TASK BRIEF » Copy out, unchanged, the stretch of the material from the line containing "Given the photograph above, return bounding boxes for lectern." through the line containing "[16,21,284,109]", including both of those lines.

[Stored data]
## START
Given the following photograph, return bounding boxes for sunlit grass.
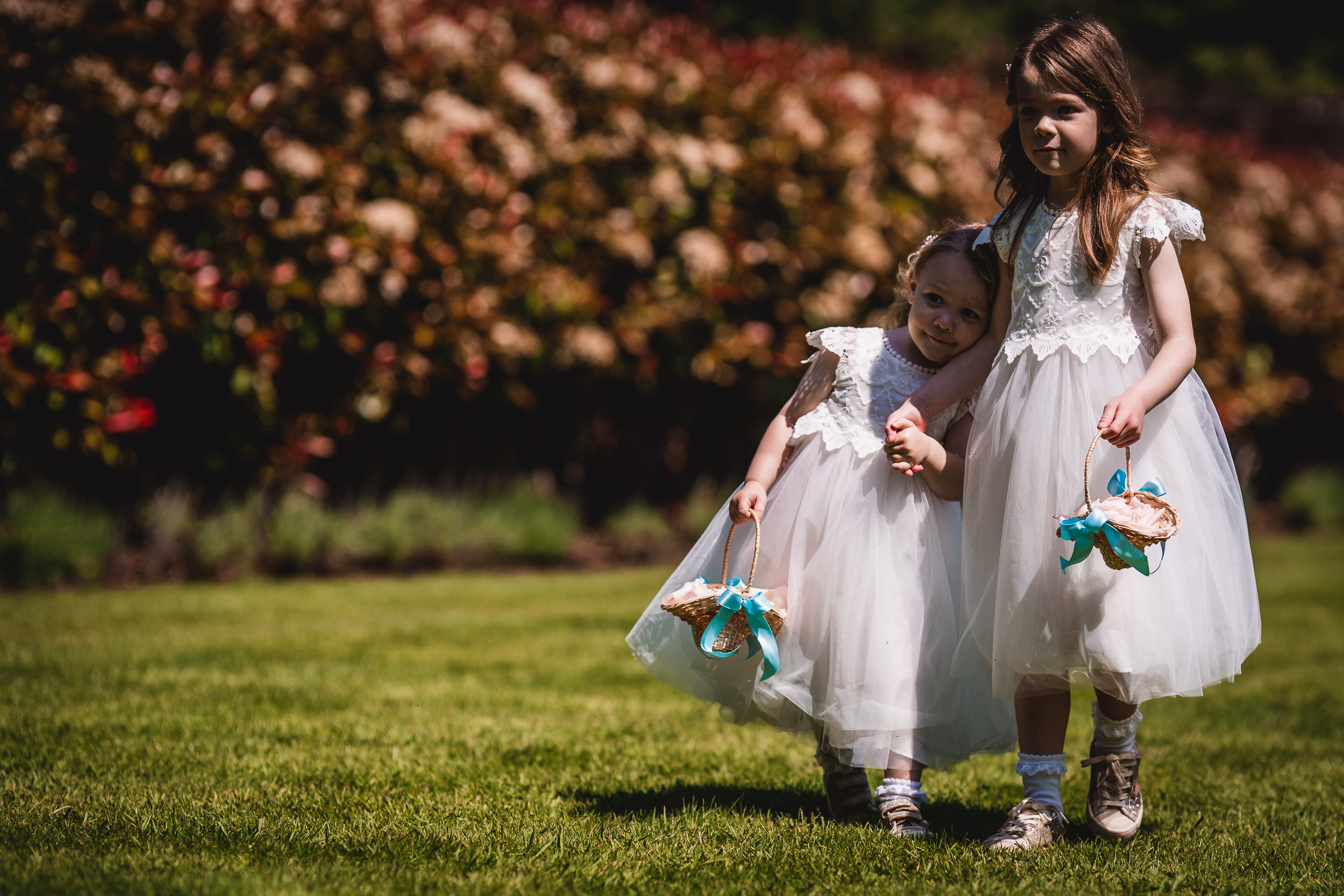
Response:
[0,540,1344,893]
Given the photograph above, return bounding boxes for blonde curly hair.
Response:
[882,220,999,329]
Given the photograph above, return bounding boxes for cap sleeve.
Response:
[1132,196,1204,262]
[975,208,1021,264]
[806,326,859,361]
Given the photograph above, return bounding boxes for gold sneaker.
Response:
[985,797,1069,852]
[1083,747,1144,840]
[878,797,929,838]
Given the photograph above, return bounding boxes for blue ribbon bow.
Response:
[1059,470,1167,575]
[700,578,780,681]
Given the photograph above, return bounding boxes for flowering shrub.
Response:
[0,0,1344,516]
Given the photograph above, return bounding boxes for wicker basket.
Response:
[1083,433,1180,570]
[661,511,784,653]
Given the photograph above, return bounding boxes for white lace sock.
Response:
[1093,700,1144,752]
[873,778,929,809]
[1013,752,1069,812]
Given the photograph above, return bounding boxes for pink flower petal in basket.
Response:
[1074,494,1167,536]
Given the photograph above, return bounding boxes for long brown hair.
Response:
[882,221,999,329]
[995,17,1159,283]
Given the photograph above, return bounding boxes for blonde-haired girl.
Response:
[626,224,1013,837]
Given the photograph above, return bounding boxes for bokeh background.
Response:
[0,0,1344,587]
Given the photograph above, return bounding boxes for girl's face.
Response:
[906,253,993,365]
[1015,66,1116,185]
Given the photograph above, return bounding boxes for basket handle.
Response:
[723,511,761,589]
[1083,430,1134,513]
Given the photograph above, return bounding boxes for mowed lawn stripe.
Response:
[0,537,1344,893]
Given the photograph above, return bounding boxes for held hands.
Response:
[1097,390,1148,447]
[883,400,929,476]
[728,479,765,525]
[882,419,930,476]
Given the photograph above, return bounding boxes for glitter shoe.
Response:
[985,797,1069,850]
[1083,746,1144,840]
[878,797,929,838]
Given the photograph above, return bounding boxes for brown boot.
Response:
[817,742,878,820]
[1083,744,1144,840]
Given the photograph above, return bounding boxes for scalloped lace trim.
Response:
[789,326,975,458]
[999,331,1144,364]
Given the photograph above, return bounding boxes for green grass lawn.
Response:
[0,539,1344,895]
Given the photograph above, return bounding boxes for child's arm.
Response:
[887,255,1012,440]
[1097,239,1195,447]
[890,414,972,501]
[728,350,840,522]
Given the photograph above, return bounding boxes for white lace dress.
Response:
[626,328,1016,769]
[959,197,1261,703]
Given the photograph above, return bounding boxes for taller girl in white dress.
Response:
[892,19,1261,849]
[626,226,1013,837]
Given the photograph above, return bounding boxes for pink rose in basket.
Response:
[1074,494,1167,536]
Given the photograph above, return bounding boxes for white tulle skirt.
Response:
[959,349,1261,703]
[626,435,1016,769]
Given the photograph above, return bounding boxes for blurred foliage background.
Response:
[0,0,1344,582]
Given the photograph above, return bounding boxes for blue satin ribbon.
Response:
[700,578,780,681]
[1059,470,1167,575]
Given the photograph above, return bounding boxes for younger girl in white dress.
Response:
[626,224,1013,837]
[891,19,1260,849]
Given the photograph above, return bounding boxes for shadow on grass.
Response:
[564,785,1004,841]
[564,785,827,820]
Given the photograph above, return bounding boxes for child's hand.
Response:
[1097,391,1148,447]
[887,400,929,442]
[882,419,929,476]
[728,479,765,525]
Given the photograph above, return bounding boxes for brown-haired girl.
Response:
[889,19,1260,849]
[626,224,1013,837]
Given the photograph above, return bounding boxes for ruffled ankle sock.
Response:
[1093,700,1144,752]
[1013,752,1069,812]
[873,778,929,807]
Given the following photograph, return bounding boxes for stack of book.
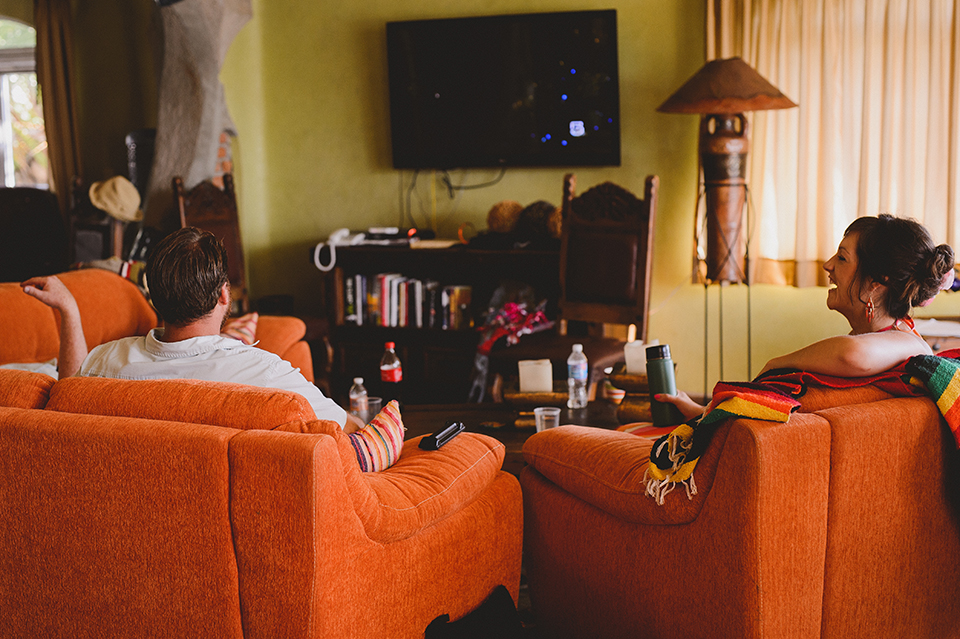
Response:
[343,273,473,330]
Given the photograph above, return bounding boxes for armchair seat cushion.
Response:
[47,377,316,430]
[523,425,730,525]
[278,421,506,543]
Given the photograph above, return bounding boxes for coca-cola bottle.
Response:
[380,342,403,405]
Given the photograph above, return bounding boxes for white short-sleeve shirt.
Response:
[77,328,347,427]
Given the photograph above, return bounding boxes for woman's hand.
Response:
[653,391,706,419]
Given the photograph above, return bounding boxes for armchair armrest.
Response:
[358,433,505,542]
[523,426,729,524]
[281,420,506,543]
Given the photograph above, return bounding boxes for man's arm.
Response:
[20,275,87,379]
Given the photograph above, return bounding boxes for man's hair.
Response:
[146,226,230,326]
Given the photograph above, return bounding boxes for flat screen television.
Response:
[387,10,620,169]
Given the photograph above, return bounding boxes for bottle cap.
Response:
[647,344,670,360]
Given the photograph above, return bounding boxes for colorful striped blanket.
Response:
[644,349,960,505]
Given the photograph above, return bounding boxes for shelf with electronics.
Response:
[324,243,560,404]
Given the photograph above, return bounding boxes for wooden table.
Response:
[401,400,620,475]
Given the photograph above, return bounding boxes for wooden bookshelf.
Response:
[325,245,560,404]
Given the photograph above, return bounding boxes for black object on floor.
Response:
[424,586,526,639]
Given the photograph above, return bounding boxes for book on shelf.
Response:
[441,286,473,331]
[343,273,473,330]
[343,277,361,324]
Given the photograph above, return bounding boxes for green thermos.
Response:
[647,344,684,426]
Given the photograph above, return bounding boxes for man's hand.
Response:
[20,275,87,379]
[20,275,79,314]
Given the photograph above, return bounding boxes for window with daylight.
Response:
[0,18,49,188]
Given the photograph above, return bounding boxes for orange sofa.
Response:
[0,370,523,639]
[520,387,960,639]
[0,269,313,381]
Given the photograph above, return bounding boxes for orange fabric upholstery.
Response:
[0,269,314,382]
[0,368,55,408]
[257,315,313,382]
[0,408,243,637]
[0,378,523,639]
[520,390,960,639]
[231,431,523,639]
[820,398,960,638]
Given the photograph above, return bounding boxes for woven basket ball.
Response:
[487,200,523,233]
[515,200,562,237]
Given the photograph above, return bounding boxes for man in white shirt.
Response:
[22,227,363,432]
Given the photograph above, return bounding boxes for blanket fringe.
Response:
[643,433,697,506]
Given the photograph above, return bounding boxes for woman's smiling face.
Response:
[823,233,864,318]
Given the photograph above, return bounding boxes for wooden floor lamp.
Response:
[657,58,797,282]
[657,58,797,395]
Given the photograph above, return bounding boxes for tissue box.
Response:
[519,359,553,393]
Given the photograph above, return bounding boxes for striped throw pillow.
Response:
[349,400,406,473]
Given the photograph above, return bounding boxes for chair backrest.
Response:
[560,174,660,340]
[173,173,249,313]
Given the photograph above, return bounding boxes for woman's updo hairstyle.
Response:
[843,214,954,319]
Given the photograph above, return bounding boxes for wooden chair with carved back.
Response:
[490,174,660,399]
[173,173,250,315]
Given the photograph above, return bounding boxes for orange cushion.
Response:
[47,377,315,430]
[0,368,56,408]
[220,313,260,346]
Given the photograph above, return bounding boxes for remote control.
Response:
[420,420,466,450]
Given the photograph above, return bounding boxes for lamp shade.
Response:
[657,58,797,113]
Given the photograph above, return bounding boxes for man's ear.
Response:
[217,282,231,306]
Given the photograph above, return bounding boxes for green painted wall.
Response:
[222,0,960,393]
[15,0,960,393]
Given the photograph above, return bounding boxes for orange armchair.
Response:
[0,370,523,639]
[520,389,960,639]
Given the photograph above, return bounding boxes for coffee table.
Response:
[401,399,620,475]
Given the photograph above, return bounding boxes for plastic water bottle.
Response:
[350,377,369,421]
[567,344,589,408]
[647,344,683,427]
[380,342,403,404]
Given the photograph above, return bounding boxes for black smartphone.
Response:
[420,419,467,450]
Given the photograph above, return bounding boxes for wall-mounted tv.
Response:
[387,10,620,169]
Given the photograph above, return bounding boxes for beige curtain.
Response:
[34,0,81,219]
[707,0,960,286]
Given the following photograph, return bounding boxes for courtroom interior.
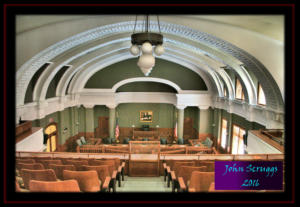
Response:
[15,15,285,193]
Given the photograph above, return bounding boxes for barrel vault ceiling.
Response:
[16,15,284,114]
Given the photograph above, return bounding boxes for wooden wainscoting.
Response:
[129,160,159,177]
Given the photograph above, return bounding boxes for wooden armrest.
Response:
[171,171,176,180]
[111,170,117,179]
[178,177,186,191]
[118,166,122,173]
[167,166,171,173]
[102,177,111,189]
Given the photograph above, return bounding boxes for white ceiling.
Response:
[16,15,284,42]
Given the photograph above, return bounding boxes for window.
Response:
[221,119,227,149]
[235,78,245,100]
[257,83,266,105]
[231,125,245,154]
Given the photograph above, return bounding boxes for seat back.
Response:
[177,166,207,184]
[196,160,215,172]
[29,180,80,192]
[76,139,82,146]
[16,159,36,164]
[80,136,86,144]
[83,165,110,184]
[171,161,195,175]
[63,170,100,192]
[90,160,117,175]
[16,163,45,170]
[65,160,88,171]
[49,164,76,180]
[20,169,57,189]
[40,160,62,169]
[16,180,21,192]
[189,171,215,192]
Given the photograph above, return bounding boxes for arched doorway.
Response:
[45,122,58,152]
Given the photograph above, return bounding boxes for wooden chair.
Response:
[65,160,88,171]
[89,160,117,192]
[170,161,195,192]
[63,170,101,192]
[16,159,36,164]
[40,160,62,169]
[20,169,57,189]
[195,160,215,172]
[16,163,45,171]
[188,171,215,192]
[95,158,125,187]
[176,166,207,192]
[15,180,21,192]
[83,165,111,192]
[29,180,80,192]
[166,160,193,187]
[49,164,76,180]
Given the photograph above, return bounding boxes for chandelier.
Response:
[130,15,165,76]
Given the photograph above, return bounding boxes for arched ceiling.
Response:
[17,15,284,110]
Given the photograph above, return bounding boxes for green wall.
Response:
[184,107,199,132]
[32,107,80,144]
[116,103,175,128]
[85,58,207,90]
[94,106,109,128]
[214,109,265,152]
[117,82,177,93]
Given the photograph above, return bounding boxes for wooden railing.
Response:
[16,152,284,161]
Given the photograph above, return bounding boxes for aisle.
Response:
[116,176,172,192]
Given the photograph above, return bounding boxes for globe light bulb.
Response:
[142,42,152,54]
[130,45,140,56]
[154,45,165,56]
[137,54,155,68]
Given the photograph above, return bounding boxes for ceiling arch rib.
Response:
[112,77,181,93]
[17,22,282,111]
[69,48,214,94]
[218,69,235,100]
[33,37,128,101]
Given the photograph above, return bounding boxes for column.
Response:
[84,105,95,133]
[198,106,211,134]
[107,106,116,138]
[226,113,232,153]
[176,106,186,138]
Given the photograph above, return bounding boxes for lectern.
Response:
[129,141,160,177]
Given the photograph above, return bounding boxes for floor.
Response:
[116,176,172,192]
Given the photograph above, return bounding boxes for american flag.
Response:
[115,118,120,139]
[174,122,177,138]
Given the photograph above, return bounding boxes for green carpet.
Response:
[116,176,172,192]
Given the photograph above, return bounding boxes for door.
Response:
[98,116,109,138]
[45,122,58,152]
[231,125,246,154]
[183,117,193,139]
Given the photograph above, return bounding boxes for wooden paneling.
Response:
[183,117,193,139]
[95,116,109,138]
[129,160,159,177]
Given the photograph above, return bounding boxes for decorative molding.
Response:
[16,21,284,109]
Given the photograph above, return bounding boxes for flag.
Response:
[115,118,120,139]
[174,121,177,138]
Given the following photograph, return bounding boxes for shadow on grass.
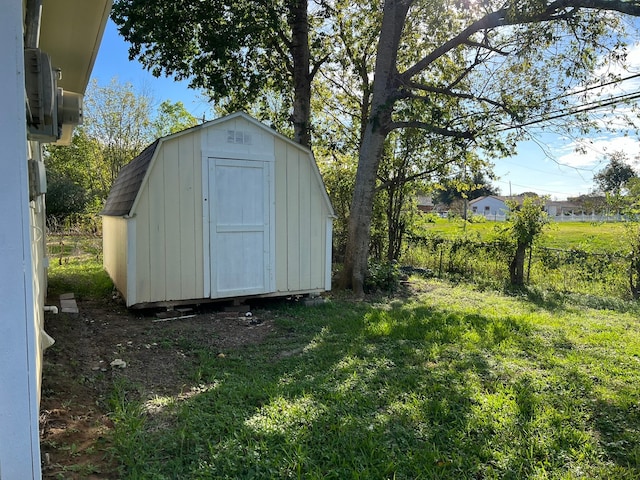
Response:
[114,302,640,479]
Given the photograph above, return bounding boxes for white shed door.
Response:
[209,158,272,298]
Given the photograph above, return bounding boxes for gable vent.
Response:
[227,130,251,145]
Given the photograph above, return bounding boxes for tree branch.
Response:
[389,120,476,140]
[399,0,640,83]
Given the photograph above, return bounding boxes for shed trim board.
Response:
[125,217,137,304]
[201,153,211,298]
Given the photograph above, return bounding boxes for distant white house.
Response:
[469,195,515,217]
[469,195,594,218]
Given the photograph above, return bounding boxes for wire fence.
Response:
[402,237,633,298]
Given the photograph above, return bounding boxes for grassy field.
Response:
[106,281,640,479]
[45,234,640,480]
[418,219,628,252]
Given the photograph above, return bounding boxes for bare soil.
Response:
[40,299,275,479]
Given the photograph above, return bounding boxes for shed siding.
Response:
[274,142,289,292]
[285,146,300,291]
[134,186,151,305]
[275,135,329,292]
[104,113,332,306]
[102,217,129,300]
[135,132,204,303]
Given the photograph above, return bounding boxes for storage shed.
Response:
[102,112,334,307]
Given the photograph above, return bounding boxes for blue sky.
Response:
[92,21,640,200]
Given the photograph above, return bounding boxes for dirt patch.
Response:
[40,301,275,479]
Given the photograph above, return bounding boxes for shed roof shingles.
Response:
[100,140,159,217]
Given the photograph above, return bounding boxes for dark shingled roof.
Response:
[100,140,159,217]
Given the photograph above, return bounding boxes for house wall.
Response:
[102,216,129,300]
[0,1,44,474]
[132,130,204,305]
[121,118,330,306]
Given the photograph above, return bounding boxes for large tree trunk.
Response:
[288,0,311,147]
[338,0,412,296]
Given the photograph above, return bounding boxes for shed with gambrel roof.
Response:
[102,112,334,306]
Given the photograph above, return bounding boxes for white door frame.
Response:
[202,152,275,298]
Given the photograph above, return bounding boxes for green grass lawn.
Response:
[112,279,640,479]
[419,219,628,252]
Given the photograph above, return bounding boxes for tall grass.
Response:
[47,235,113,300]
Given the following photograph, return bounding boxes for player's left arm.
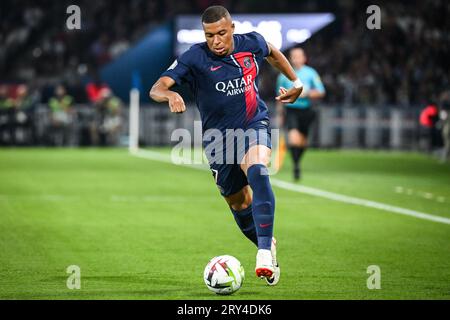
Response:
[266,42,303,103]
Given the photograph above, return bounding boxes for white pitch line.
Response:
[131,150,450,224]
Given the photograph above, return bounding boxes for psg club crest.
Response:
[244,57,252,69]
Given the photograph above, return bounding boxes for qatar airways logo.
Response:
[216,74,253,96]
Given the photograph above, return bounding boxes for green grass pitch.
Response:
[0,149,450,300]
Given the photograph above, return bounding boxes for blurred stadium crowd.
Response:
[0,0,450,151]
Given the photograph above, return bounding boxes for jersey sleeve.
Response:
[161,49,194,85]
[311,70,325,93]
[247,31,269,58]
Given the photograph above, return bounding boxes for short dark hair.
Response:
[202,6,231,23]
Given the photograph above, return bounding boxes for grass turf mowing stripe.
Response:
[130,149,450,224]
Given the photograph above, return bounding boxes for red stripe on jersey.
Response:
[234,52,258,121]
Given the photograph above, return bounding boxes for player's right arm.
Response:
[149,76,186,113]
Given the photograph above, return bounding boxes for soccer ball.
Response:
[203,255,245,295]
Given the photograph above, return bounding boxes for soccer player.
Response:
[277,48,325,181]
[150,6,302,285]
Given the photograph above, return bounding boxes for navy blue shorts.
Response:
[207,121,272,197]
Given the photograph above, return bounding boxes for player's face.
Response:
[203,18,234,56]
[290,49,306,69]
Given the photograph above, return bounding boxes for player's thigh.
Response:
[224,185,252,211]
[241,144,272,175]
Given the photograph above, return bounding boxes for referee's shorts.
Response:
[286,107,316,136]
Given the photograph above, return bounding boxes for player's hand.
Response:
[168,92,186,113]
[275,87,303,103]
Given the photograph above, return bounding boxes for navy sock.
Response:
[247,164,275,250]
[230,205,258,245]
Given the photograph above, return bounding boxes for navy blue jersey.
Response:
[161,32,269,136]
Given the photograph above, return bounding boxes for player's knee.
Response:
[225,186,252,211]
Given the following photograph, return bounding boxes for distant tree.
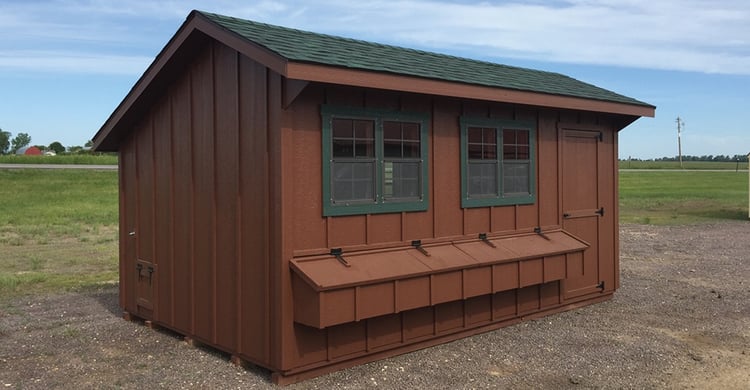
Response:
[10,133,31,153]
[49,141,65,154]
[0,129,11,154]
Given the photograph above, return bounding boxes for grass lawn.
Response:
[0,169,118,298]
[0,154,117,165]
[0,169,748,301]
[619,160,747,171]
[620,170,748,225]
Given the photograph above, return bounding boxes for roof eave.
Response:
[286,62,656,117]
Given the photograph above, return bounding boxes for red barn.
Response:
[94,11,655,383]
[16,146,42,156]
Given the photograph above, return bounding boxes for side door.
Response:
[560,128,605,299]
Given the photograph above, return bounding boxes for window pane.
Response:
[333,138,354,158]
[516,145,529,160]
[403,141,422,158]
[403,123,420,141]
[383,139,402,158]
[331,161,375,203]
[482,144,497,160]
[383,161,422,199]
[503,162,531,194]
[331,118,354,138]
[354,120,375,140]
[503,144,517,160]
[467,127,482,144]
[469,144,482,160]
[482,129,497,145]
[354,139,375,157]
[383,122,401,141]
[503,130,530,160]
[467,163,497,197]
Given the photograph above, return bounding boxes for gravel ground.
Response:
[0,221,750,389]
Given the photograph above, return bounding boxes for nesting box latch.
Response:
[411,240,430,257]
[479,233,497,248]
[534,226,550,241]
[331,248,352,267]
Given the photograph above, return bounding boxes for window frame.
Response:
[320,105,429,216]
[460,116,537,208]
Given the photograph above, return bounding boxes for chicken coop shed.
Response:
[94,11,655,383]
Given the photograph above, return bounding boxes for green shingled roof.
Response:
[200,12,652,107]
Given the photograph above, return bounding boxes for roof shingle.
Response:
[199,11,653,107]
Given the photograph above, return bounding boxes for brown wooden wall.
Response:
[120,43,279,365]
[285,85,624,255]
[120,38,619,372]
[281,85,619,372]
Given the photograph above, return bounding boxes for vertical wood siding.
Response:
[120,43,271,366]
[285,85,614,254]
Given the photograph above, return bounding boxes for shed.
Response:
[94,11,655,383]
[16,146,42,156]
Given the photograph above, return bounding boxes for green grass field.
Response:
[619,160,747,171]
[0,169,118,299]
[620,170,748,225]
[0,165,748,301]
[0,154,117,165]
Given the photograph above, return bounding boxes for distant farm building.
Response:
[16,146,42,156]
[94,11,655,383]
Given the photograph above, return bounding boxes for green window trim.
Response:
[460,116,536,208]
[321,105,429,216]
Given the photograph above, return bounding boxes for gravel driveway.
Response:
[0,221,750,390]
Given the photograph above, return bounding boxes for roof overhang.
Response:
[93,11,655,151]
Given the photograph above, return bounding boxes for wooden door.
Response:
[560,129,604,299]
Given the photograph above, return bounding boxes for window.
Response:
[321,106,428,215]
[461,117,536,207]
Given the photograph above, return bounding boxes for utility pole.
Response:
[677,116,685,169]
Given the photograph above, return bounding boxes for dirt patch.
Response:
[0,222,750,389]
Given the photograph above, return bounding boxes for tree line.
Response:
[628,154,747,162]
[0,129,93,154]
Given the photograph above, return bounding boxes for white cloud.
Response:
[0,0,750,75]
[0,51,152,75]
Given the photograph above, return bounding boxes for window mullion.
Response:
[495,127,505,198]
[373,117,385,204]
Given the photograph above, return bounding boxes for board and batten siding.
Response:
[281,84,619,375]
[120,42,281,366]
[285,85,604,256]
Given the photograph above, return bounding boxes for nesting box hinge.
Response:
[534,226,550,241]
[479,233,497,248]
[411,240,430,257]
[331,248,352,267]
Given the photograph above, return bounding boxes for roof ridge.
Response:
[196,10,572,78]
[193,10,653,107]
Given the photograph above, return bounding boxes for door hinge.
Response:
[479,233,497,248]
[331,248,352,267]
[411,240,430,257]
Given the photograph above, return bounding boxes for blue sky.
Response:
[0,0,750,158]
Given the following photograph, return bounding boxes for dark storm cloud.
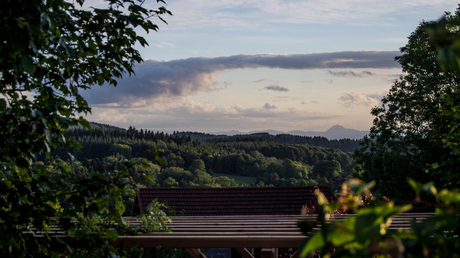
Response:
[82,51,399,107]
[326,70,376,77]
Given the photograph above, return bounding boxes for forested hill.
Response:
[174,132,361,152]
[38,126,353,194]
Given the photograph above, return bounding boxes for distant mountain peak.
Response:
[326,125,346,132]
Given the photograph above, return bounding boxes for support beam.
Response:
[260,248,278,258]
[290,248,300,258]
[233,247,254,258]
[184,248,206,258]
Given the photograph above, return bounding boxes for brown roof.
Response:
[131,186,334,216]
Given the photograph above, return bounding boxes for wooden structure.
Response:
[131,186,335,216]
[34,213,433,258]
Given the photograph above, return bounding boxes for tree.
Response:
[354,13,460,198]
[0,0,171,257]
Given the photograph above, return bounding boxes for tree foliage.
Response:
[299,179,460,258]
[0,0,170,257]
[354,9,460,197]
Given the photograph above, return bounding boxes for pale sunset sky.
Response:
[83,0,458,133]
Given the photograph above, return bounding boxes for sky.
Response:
## END
FINAL RESULT »
Given the photograph above, return bounding boxes for lectern.
Response:
[129,141,160,177]
Given the photograph above, return bounding boxes for floor.
Response:
[116,176,172,192]
Given the photograph above, return bounding boxes for american flag.
Response:
[115,118,120,139]
[174,122,177,138]
Given the photograph above, return bounding boxes for green carpet.
Response:
[116,176,172,192]
Given the photograph above, return bounding boxes for door.
Response:
[98,116,109,138]
[45,122,58,152]
[231,125,246,154]
[183,117,193,139]
Given the photograph above, return bounding boxes for wooden paneling.
Response:
[183,117,193,139]
[95,116,109,138]
[129,160,159,177]
Given the photograph above, return bounding boxes for decorative molding.
Response:
[16,21,284,109]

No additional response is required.